Foto: Eskinder Debebe/UN Photo.


No dia 12 de novembro de 2020, a Assembleia Geral e o Conselho de Segurança das Nações Unidas elegeram 5 juízes para a Corte Internacional de Justiça (CIJ) – quatro destes para um segundo mandato e um deles para assumir compor a Corte pela primeira vez. Mas, antes de falar das últimas eleições, é importante que entender a composição e o processo de seleção dos membros da Corte.


A Composição da Corte Internacional de Justiça


O plenário da Corte Internacional de Justiça é composto por 15 juízes. A diversidade é um caráter importante na composição da Corte, não sendo permitida a eleição de dois juízes de mesma nacionalidade, conforme previsto pelo Estatuto da CIJ. No mesmo sentido, a eleição dos juízes deve refletir e representar as “mais altas formas da civilização” e os “principais sistemas jurídicos do mundo” – como o sistema jurídico romano-germânico e o commom law, por exemplo.


As eleições regulares são realizadas trienalmente. A cada eleição são eleitos 5 juízes, cujos mandatos iniciam em 6 de fevereiro do ano subsequente ao da eleição e tem duração de 9 anos, sendo permitida a reeleição. Sendo assim, a cada ciclo de nove anos há eleição para todos os bancos da Corte.


Apesar do Estatuto reforçar a importância da diversidade nos bancos da Corte, os membros permanentes do Conselho de Segurança têm historicamente assegurado a eleição de seus nacionais.


Uma rara exceção aconteceu 2017, quando o juiz britânico não foi reeleito. Não há nenhuma norma que garanta vaga para uma nacionalidade específica, no entanto “o sistema eleitoral assegura que a composição da Corte reflita a força do voto e as alianças políticas no Conselho de Segurança e na Assembleia Geral”, conforme aponta James R. Crawford, juiz da Corte desde 2015. Mas as eleições regulares e especiais não são a única possibilidade de ocupar um assento na CIJ.


Os Juízes ad hoc


Até que ponto ter um juiz da nacionalidade de uma das partes pode influenciar na decisão da Corte?

# [Pedido A]
De acordo com o texto sobre a Corte Internacional de Justiça, quanto tempo dura o mandato de um juiz da Corte?
# [Pedido B]
Retome o texto sobre a Corte Internacional de Justiça a partir do ponto em que ele termina.

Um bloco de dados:
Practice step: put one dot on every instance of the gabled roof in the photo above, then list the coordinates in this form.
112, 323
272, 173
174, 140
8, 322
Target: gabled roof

# [Resultado A]
Nove anos.

# [Resultado B]
Os redatores do Estatuto da CIJ certamente acharam que há uma influência significativa. O juiz nacional de uma das partes pode ajudar os outros juízes a enxergar o argumento dessa parte com mais clareza, o que pode influenciar na decisão do caso. Nesse sentido explica Hugh Thirlway, professor do Graduate Institute of International Studies em Genebra:


“(...) a presença de um ‘juiz nacional’, mesmo que seja obrigado a decidir imparcialmente, continua a ser valiosa para garantir justiça ao Estado de que é nacional, uma vez que pode assegurar que o caso apresentado pelo seu país seja plenamente compreendido” (EVANS, 2018, tradução nossa).


Esse é o racional por trás do art. 31 do Estatuto da CIJ. A ideia geral da norma é que qualquer das partes litigantes tem direito a ter um juiz de sua nacionalidade ouvindo e julgando o caso. Se uma das partes não contar com um ‘nacional’ dentre os juízes eleitos, essa pode apontar um juiz ad hoc para funcionar como juiz especificamente naquele caso.


Caso nenhuma das partes conte com um “nacional’ entre o rol de juízes eleitos, ambas as partes podem apontar juízes ad hoc, conforme disposto no item 3 do art. 31 do Estatuto da CIJ. Nesses casos, contudo, como afirma Evans, é comum que as partes acordem em não apontar seus juízes.


O processo de eleição dos juízes na Corte Internacional de Justiça


O processo de eleição dos membros da CIJ acontece em duas etapas. A primeira consiste na nomeação dos candidatos pelos Grupos Nacionais da Corte Permanente de Arbitragem (CPA). A segunda é a votação dos candidatos na Assembleia Geral e no Conselho de Segurança.


(i) A Importância dos Grupos Nacionais da Corte Permanente de Arbitragem


Os grupos nacionais nada mais são do que os árbitros indicados pelos Estados membros da CPA, nos termos do art. 44 da Convenção de Haia de 1907 para Resolução Pacífica de Conflitos Internacionais. Cada Estado parte pode indicar 4 juristas de competência e reputação reconhecidas para integrar o quadro de árbitros da CPA. Além sua competência como árbitros, cada grupo nacional tem o dever de indicar candidatos para a CIJ. O grupo brasileiro na CPA é atualmente composto por Celso Lafer, Nadia de Araujo, Eduardo Grebler e Antônio Augusto Cançado Trindade, que atua também como juiz na CIJ.


Foto: Olga Vlahou.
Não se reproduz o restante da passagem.